▶ Written exercise:
Print the records below exactly as they appear, from the line containing "Task: check that each instance of the green leaf" through the line containing "149), (95, 91)]", with both of those lines included. Include nothing else.
>> BEGIN
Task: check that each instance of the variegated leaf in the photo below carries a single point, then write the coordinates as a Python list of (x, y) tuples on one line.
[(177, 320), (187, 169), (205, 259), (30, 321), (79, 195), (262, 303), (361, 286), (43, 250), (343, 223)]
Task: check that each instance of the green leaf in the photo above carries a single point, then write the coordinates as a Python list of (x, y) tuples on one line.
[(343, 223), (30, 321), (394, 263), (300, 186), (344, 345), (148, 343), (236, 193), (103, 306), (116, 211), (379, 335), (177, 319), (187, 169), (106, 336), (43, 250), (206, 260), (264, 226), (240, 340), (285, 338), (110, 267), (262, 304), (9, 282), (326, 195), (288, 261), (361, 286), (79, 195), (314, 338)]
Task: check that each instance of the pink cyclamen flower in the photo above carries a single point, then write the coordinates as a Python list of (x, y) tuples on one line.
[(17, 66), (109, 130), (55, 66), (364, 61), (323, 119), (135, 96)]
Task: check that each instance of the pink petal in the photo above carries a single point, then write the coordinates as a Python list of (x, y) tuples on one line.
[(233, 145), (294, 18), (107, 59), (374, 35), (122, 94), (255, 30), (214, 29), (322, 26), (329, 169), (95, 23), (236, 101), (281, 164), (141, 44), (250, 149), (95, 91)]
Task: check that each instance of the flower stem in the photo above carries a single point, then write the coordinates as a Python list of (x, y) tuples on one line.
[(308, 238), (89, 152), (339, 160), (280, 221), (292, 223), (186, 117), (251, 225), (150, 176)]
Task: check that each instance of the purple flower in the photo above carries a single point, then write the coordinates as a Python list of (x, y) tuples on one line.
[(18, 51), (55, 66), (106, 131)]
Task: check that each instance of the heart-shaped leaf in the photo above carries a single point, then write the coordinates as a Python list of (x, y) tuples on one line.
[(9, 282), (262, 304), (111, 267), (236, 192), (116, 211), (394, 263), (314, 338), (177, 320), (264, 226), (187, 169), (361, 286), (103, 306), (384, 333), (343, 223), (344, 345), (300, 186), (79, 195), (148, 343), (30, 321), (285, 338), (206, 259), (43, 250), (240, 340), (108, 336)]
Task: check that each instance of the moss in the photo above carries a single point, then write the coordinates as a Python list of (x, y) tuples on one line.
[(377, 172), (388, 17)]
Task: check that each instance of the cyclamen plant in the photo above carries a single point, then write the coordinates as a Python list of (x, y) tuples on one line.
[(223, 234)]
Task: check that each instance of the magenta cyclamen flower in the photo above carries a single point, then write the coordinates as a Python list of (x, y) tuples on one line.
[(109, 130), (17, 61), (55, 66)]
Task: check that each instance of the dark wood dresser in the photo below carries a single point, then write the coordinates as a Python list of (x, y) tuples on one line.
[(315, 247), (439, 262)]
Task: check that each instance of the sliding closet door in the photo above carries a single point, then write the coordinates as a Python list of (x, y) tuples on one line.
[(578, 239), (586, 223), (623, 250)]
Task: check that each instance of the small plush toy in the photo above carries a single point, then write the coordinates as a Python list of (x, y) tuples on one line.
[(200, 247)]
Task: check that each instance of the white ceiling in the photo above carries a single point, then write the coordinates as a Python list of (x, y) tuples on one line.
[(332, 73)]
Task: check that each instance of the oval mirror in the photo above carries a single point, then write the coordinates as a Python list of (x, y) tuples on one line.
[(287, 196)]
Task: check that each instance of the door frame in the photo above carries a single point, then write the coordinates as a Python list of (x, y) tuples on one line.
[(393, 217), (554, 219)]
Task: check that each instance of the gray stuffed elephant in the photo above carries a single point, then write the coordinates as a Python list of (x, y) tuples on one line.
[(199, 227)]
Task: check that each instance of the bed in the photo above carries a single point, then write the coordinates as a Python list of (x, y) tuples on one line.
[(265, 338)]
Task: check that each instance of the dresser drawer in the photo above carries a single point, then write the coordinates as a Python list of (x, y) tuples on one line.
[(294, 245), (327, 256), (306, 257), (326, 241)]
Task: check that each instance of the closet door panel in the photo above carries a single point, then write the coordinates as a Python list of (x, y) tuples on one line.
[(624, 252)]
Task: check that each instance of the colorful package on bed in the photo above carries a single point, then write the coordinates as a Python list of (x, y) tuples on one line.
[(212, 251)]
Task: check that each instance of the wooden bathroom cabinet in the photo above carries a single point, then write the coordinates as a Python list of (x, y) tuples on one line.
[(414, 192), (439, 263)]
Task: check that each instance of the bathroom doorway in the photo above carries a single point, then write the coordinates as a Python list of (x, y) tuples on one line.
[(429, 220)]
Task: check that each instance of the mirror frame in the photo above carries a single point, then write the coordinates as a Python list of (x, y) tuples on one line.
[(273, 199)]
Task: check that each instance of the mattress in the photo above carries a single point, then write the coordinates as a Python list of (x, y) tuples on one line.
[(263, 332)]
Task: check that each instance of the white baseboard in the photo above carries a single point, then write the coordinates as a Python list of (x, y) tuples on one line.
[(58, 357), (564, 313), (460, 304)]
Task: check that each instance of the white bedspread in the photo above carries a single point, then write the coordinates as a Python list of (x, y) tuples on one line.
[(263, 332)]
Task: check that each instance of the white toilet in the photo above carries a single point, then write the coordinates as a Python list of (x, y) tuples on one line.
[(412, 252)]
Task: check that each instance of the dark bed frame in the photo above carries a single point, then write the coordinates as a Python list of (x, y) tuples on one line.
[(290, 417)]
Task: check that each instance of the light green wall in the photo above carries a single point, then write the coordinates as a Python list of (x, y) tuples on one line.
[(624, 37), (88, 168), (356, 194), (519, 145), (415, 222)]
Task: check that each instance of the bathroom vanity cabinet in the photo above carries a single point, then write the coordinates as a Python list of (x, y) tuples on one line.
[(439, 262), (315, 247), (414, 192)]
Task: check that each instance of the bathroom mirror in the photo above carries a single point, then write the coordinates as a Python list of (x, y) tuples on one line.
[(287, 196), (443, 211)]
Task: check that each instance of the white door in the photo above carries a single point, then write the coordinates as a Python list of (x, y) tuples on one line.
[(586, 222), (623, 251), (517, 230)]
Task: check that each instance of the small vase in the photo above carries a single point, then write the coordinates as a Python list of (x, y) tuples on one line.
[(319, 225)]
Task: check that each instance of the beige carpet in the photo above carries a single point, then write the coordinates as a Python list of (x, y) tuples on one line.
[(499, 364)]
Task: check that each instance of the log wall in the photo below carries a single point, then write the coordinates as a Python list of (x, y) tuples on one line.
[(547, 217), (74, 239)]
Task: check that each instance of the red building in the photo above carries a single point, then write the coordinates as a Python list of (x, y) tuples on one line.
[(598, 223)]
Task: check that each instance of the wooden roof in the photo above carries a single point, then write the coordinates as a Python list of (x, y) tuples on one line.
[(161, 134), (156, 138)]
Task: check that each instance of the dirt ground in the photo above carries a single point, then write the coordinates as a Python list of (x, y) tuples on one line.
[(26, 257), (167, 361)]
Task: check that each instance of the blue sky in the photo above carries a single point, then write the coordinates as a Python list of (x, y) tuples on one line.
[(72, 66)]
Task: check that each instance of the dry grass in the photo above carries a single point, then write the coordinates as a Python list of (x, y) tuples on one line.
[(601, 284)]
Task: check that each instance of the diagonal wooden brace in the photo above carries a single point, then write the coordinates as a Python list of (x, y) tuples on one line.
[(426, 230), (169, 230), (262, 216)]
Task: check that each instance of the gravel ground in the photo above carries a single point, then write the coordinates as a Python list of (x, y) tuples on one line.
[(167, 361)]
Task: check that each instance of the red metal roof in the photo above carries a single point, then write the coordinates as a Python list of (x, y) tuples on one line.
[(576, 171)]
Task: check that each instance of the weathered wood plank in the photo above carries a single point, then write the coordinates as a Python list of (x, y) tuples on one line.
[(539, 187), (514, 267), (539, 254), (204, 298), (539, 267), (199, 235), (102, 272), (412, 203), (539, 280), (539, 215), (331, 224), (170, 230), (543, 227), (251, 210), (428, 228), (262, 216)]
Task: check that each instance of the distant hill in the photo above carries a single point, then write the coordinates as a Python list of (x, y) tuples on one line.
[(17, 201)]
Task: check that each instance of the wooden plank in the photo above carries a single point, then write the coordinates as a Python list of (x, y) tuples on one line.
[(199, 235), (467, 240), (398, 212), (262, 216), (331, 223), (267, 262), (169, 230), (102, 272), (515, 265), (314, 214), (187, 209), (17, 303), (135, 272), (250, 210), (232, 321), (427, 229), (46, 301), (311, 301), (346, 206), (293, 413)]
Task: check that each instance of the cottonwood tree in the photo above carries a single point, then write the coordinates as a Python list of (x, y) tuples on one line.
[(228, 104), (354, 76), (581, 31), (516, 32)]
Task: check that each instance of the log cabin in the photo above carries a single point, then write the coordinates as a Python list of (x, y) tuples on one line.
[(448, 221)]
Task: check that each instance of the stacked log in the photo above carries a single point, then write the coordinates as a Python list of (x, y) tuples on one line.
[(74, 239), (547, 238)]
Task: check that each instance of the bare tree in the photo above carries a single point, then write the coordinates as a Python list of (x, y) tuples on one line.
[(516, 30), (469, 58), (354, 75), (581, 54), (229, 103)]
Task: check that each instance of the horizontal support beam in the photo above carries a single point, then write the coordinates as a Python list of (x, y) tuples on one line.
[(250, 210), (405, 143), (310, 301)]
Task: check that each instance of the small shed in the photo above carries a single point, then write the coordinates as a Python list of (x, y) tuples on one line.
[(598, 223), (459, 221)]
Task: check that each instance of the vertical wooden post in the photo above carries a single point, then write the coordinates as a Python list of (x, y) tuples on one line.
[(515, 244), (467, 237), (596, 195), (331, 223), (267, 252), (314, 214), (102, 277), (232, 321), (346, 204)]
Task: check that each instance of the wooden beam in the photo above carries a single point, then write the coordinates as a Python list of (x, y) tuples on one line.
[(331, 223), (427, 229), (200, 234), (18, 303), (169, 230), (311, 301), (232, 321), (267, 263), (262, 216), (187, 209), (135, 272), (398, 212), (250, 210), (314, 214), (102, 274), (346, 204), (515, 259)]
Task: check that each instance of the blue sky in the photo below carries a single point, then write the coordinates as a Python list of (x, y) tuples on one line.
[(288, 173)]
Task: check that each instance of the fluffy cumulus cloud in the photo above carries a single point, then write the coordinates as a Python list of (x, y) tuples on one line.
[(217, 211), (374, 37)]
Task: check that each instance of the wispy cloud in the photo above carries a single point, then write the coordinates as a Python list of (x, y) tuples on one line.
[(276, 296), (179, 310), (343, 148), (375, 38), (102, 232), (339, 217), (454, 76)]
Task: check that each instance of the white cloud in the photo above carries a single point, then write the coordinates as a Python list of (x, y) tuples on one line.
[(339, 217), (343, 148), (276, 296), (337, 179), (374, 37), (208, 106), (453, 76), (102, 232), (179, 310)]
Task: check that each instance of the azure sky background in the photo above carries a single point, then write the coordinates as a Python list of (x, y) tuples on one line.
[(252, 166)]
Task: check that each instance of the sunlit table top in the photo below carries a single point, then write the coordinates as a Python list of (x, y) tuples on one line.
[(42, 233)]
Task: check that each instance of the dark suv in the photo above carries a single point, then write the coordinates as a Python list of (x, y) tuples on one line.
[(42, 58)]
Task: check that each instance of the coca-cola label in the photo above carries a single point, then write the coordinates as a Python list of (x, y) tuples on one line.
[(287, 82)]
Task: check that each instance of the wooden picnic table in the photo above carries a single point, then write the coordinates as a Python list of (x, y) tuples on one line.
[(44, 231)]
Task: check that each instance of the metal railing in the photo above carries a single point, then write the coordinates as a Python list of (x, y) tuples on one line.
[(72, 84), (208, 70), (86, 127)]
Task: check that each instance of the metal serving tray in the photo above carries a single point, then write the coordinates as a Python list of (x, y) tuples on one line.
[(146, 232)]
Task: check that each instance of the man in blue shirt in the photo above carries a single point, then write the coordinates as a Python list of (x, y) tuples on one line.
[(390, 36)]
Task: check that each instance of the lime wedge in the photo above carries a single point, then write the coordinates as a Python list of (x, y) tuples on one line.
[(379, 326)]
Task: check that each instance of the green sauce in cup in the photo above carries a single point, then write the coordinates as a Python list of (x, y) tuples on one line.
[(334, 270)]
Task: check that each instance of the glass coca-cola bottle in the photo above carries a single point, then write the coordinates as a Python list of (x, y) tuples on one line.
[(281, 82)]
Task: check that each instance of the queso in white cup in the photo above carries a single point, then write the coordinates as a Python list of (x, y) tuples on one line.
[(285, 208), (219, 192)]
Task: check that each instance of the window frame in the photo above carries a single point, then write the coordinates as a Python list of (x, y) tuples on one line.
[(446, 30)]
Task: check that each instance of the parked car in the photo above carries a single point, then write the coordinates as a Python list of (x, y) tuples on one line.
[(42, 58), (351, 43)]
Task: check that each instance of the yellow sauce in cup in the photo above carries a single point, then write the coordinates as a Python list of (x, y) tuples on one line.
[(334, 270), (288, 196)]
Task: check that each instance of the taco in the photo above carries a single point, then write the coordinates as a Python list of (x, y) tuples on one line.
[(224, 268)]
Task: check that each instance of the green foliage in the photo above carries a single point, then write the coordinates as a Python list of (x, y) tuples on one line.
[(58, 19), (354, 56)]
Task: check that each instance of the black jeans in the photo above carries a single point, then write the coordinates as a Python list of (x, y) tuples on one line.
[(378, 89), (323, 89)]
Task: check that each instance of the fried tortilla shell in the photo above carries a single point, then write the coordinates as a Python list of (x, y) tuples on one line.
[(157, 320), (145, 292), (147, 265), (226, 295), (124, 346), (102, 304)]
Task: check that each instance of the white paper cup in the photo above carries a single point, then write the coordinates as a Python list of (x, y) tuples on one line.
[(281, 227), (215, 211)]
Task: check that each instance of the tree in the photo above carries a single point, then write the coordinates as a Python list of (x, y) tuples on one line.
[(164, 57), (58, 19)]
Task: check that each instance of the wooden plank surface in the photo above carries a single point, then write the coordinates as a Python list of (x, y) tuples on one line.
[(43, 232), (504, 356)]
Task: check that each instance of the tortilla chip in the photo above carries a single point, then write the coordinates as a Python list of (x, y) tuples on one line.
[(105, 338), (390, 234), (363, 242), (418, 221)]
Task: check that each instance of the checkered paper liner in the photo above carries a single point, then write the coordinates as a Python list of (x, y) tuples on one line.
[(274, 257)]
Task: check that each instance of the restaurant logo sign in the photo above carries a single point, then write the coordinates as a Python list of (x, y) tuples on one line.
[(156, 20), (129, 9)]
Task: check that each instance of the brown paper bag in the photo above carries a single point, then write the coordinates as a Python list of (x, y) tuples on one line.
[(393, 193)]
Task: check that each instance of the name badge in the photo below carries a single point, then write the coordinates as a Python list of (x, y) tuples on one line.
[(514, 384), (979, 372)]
>> END
▶ Result for this exercise:
Task: check that each instance of the green leaf in the photo above carries a single point, then write the coordinates as a Python list of (x, y) tuples on one line.
[(343, 223), (30, 321), (394, 263), (300, 186), (344, 345), (148, 343), (236, 193), (103, 306), (116, 211), (379, 335), (177, 319), (187, 169), (106, 336), (43, 250), (206, 260), (264, 226), (240, 340), (285, 338), (110, 267), (262, 304), (9, 282), (326, 195), (288, 261), (361, 286), (79, 195), (314, 338)]
Task: check that each instance of the pink cyclamen flower in the photo above carries a single point, then write the coordinates as a Python list of (x, y) tuples on one line.
[(17, 66), (109, 130), (55, 66), (364, 61), (323, 119), (135, 96)]
Task: check that each instance of the pink petal in the photo above carries a single point, then write the coordinates as a Python list of (x, y) tuples on one line.
[(233, 145), (294, 18), (107, 59), (374, 35), (122, 94), (255, 30), (214, 29), (322, 26), (329, 169), (95, 23), (236, 101), (281, 164), (141, 44), (250, 149), (95, 91)]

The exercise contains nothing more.